[Aim] Please gather every line in the entries that contains the string "Target" and list them.

[Given data]
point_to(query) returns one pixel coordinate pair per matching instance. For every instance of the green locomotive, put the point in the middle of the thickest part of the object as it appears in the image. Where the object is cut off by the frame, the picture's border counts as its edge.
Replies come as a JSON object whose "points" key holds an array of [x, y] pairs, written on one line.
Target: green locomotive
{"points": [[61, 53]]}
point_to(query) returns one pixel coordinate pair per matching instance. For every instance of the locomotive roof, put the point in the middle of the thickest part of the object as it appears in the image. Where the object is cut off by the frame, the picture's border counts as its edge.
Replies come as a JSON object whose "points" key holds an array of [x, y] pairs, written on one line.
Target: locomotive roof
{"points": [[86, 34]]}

---

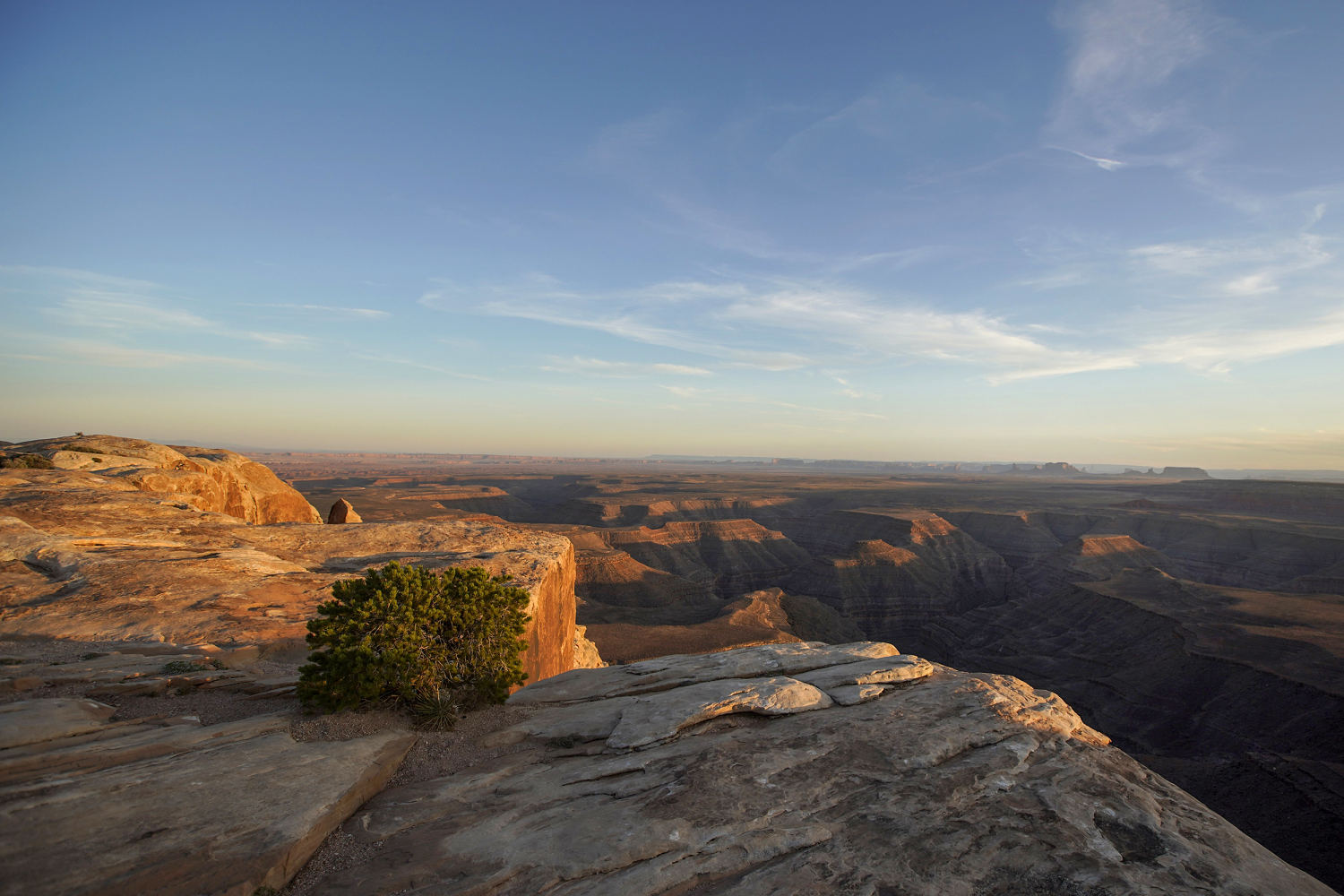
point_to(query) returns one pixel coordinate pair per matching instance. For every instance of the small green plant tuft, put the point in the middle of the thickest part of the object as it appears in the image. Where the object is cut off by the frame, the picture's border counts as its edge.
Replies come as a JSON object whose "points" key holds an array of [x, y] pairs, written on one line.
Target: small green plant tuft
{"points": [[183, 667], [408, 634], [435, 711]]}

[Correct output]
Target: green locomotive
Target: locomotive roof
Target: small green plant tuft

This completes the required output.